WHAT THE EXERCISE ASKS
Return all lines of the records that contain the word "shirt".

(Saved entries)
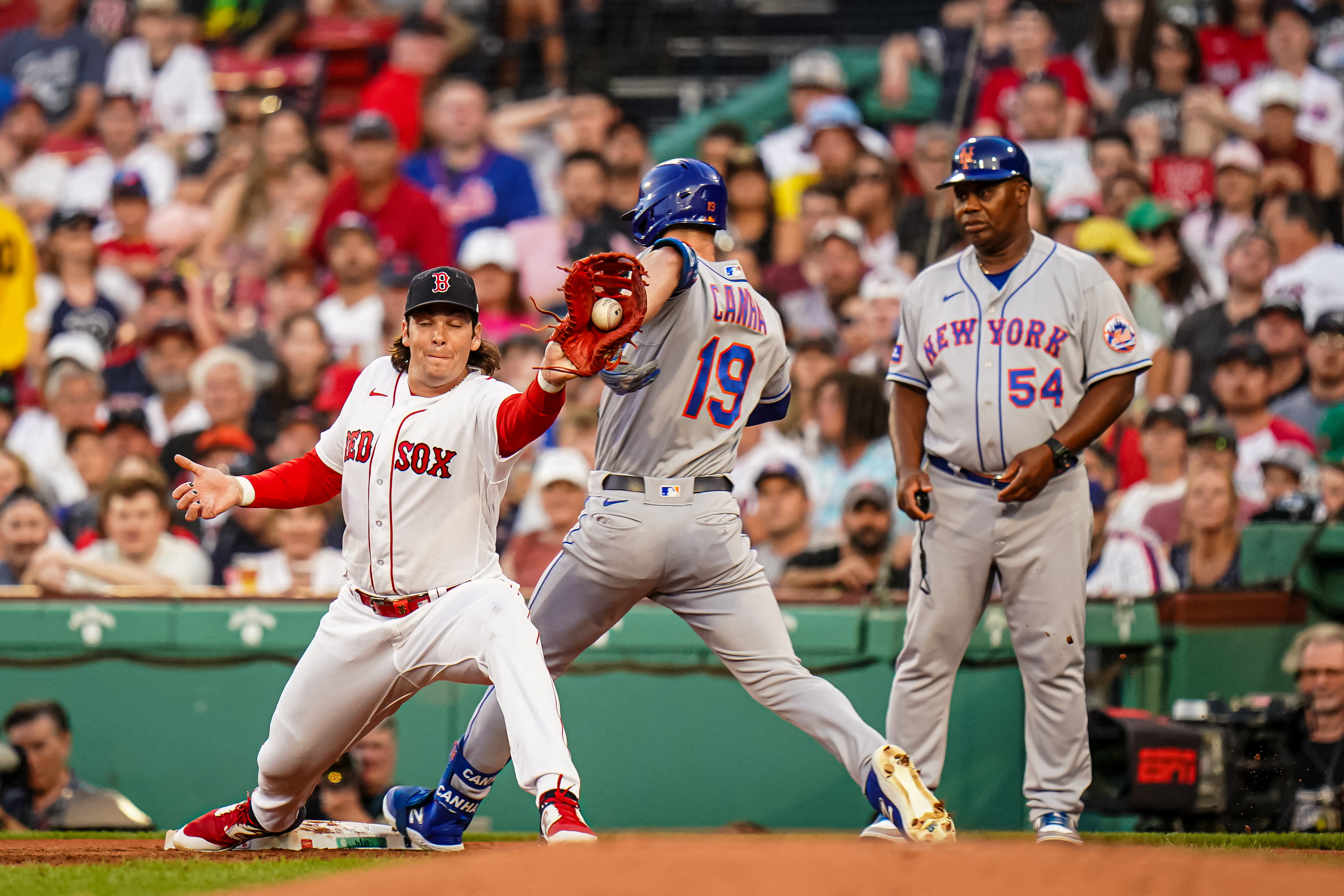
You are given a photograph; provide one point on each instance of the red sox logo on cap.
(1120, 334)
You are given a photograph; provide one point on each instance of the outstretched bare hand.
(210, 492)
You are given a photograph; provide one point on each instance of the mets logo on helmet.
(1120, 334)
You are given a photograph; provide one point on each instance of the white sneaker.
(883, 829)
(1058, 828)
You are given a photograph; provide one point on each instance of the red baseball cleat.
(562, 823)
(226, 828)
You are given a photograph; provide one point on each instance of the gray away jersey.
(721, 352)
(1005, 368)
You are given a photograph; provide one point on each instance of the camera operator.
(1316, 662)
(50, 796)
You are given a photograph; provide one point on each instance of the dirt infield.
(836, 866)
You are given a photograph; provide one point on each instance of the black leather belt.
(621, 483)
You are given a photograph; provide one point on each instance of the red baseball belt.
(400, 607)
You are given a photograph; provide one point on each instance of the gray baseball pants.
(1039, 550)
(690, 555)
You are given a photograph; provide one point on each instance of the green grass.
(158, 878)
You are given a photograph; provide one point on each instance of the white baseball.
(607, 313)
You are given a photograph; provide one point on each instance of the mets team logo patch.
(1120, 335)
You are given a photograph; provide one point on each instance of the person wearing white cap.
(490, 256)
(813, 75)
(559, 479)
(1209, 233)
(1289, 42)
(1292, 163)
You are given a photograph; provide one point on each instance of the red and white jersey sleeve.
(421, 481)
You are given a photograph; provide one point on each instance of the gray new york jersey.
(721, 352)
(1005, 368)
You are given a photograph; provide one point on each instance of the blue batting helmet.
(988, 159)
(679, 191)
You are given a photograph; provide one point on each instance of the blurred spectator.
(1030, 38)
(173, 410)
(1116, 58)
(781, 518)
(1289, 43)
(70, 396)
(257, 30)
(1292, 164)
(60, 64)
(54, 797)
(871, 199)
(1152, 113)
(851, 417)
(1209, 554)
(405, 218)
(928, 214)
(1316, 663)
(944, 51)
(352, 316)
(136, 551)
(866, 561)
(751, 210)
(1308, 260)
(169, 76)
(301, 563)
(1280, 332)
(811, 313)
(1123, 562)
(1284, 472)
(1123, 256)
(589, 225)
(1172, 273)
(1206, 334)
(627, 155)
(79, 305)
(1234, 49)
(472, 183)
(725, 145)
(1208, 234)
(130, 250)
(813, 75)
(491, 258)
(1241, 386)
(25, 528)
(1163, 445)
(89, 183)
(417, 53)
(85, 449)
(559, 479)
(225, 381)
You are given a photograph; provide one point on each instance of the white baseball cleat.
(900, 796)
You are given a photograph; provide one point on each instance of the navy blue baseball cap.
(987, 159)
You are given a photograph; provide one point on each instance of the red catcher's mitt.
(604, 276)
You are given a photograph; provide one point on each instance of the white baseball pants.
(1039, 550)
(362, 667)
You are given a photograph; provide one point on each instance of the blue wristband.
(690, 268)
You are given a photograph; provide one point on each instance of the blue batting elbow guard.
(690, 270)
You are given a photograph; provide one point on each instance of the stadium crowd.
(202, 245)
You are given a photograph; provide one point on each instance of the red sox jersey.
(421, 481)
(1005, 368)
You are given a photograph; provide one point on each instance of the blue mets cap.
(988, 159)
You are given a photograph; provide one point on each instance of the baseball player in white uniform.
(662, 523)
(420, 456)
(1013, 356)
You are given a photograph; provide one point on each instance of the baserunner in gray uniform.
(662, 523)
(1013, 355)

==

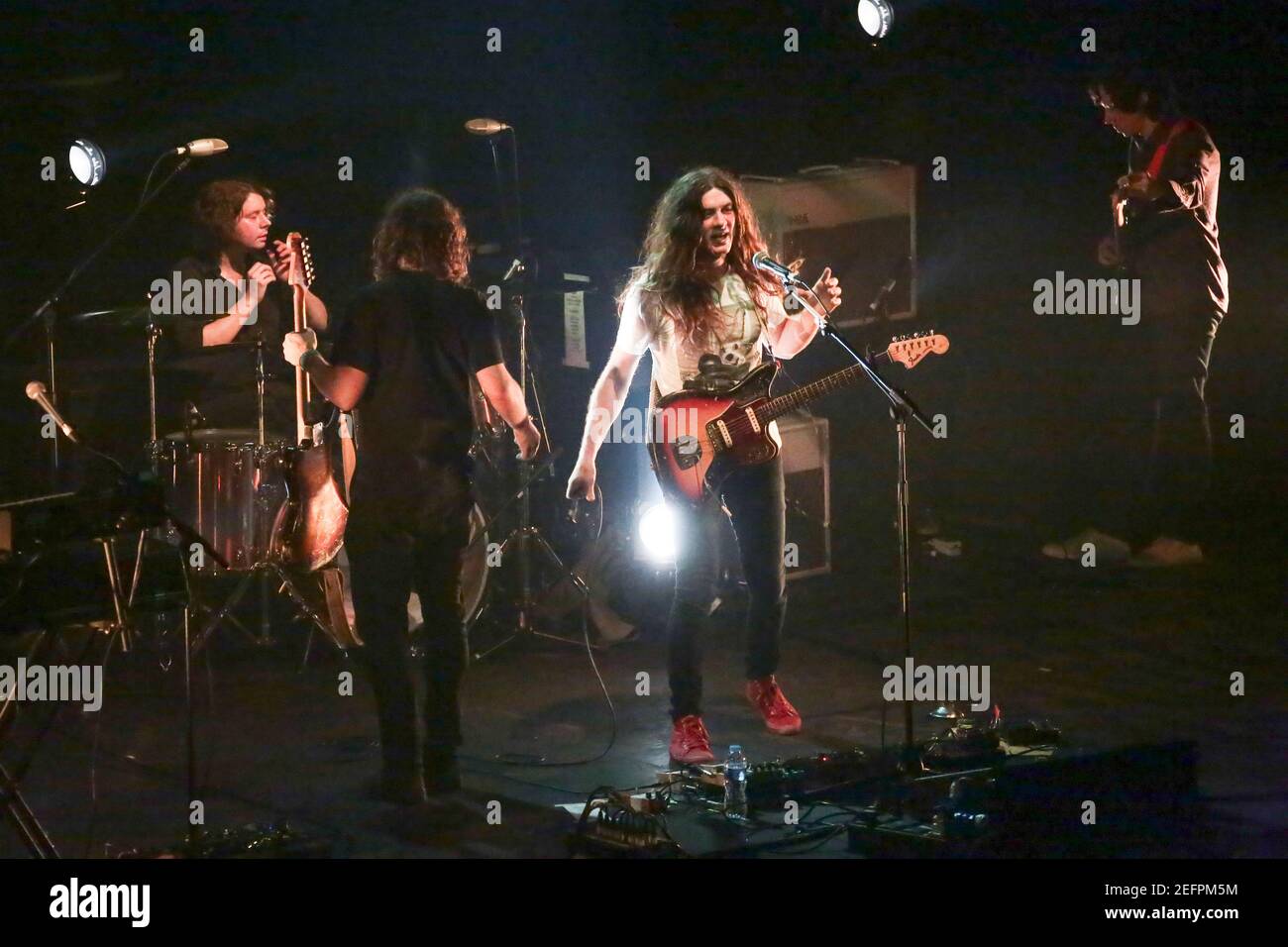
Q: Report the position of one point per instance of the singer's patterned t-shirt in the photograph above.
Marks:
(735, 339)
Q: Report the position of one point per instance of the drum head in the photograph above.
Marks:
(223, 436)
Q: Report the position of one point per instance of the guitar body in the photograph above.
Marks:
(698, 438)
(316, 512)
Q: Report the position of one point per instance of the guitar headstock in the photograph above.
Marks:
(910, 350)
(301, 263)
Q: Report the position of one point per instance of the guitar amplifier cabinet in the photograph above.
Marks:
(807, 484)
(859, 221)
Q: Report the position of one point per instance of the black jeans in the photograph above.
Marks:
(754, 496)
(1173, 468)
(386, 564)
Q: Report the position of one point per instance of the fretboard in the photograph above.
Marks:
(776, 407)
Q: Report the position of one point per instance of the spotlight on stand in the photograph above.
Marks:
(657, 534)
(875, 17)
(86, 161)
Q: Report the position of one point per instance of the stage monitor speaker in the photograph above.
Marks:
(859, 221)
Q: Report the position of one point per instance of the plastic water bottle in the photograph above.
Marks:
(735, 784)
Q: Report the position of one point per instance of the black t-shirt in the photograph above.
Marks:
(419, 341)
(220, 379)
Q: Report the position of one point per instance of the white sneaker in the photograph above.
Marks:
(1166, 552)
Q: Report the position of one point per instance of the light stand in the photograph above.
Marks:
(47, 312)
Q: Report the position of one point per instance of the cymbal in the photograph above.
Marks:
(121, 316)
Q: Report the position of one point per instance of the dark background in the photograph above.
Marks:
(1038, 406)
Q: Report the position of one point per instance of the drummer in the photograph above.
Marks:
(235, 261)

SOLUTION TO THIS PROBLEM
Q: Report the position of one point per instance of the singer's patterned t-shirt in the photograph above.
Q: Report the position of one point per instance of the black t-shirt in the photograph above.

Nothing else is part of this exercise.